(Stored items)

···

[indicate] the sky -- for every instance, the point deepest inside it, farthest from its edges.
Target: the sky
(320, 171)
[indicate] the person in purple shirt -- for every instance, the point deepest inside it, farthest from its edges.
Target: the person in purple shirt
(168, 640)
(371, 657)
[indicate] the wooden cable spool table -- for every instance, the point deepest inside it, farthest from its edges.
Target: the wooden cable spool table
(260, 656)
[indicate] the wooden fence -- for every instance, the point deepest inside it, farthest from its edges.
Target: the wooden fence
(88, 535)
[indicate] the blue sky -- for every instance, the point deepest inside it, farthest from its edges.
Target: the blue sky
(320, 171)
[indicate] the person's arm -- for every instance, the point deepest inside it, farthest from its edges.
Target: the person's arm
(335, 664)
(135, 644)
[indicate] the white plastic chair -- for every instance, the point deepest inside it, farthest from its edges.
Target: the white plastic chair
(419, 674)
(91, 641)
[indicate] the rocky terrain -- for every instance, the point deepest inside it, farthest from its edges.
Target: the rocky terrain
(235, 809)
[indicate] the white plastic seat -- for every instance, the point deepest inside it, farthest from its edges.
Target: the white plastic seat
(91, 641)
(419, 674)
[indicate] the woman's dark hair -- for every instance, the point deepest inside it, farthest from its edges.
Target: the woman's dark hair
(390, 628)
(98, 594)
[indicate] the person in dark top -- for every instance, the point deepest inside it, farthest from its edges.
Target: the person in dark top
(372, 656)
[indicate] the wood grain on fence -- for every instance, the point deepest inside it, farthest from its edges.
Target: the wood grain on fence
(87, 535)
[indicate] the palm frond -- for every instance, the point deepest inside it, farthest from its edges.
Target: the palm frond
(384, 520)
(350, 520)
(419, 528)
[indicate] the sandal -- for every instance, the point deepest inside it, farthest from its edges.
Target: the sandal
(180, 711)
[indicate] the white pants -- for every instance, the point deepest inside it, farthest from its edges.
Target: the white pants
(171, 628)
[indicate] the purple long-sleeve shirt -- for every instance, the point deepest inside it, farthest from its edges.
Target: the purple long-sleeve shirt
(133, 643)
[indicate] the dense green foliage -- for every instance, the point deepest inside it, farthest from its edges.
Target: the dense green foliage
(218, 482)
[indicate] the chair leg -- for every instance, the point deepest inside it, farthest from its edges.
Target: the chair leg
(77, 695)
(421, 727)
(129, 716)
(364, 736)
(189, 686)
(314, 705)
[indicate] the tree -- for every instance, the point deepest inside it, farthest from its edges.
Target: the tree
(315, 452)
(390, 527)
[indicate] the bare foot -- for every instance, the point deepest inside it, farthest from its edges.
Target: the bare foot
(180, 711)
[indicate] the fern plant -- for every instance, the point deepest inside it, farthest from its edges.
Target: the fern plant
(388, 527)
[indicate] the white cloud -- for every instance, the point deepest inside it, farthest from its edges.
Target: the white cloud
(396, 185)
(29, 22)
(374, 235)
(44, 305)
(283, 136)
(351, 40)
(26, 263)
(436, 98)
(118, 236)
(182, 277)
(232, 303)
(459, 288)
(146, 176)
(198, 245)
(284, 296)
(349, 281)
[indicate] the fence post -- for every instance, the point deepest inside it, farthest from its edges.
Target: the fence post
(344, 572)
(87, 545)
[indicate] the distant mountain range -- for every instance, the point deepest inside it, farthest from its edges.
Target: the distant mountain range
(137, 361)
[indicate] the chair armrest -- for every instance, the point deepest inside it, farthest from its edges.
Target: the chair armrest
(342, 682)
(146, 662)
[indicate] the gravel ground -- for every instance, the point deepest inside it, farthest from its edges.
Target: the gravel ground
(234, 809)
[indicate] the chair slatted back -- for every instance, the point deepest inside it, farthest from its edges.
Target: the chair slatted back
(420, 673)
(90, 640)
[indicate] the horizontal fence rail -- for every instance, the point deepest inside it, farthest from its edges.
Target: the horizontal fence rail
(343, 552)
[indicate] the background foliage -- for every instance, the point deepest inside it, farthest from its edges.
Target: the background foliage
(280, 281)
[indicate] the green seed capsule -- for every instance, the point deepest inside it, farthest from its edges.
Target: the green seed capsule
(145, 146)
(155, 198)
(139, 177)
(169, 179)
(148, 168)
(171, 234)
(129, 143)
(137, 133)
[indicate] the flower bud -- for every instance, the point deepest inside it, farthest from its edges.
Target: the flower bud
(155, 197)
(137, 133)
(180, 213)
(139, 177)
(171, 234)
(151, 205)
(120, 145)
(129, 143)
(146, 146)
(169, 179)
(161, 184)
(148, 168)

···

What the task asks | Duplicate every line of the listing above verbatim.

Finished exercise |
[indicate] the sky -- for every instance, the point deepest inside it, farthest from its edges.
Target: the sky
(320, 171)
[indicate] the person in purple shirt -- for every instance, the point deepest inside it, farthest from its edges.
Target: the person in purple shirt
(168, 640)
(371, 657)
[indicate] the wooden cable spool table -- for every instance, the point deepest inside it, farthest from its edges.
Target: the wooden cable spool table
(260, 656)
[indicate] the wooden fence -- for every instance, the point deepest inside it, farthest from its edges.
Target: the wooden fence
(88, 535)
[indicate] the blue sky -- for every instance, the point deepest inside it, farthest from its edges.
Target: the blue sky
(320, 171)
[indicate] the person's arm -- for every instance, the point deepest inside it, farthest from its edges.
Target: the person's arm
(335, 664)
(135, 644)
[indicate] the white plastic chair -- for every instance, the point deepest inside it, farthest from its edges.
Target: the white plastic chair
(419, 674)
(91, 641)
[indicate] the rocky terrain -- for every instance, the point deepest inside it, farthest from its edges.
Target: the rocky terrain
(235, 809)
[indicate] the white plastic seat -- for every instance, the point deepest inside it, farthest from its edges.
Target: the white plastic seat
(91, 641)
(419, 674)
[indicate] the woman's dark hair -- for every instance, the point deepest inside it, farthest from its edges.
Target: the woman's dark hair
(390, 628)
(98, 594)
[indicate] the person in dark top -- for every instance, the point deepest inside it, farthest from its edges.
Target: the person in dark top
(372, 656)
[indicate] the wood grain on fence -- for every instance, the point deepest inside it, farthest from its edges.
Target: the wood grain on fence
(87, 535)
[indicate] the palm frond -- for every instance, the point deepest inside it, farthest from its edges.
Target: the palm frond
(384, 520)
(350, 520)
(419, 528)
[indicate] the sandal -- for every instance, the point deepest inside it, farthest from its edges.
Target: the sandal
(180, 711)
[indicate] the white pants -- for every instance, the point deepest inside it, farthest from its edges.
Target: the white pants
(171, 628)
[indicate] the purple long-sleeve shirt -- for every instance, the point deepest inside it, farthest from its edges.
Target: the purple long-sleeve shirt
(133, 643)
[indicate] the dense green foliage -- for every instance, the point deepest inside it, farthest from its edges.
Target: the dense green foliage
(218, 482)
[indicate] the chair leg -- for every instance, the point deepest inside it, farthest from its edges.
Target: the chair leg
(77, 695)
(421, 727)
(129, 716)
(364, 736)
(189, 686)
(314, 705)
[indicate] the tree -- for every instance, the point deepest inside it, farthest from its edges.
Target: the tree
(315, 452)
(390, 527)
[indicate] the bare foot -- for every instance, the point deepest inside it, farthest from its edges.
Target: the bare foot
(180, 711)
[indicate] the fern plant -- for every instance, the point deepest inside it, farthest from its edges.
Target: the fern plant
(388, 527)
[indicate] the white cloud -- for every instance, the point deepest inside it, farthest from its edges.
Target: the white cloud
(396, 185)
(29, 22)
(374, 235)
(44, 305)
(283, 136)
(351, 40)
(26, 263)
(436, 98)
(118, 236)
(182, 277)
(232, 303)
(459, 288)
(146, 176)
(198, 245)
(284, 296)
(349, 281)
[indicate] the fence post -- for every instance, the point deepest inside it, farthest from its edges.
Target: the fence post
(344, 572)
(87, 545)
[indicate] the distant mountain range -- for every instance, the point deepest inside it, farthest from its edges.
Target: the distant mountain range
(137, 361)
[indicate] the chair armrest -- for every instance, the point deepest inside it, farthest from its edges.
Target: the chair armrest
(342, 682)
(146, 662)
[indicate] the gravel ground -- for every instance, the point deepest inside it, farthest from its edges.
Target: the gravel ground
(234, 809)
[indicate] the chair slatted back -- for every instance, the point deepest inside it, farthest from its edges.
Target: the chair slatted back
(420, 673)
(90, 640)
[indicate] the horizontal fence rail -- for every instance, the point deepest inside it, farthest from its edges.
Target: the horizontal fence rail
(343, 552)
[indicate] the background foliage -- for every instance, the point deepest inside it, farthest from its edges.
Target: the background foliage
(280, 281)
[indicate] the green seed capsule -- for every instance, the point deepest inside it, farthest from its edges.
Target: the green seed capsule
(145, 146)
(155, 198)
(139, 177)
(169, 179)
(148, 168)
(171, 234)
(129, 143)
(137, 133)
[indicate] the flower bud -- for every instance, the point deepest inside it, farthest from its edges.
Target: the flower bud
(155, 197)
(137, 133)
(180, 213)
(139, 177)
(171, 234)
(151, 205)
(120, 145)
(129, 143)
(146, 146)
(169, 179)
(161, 184)
(148, 168)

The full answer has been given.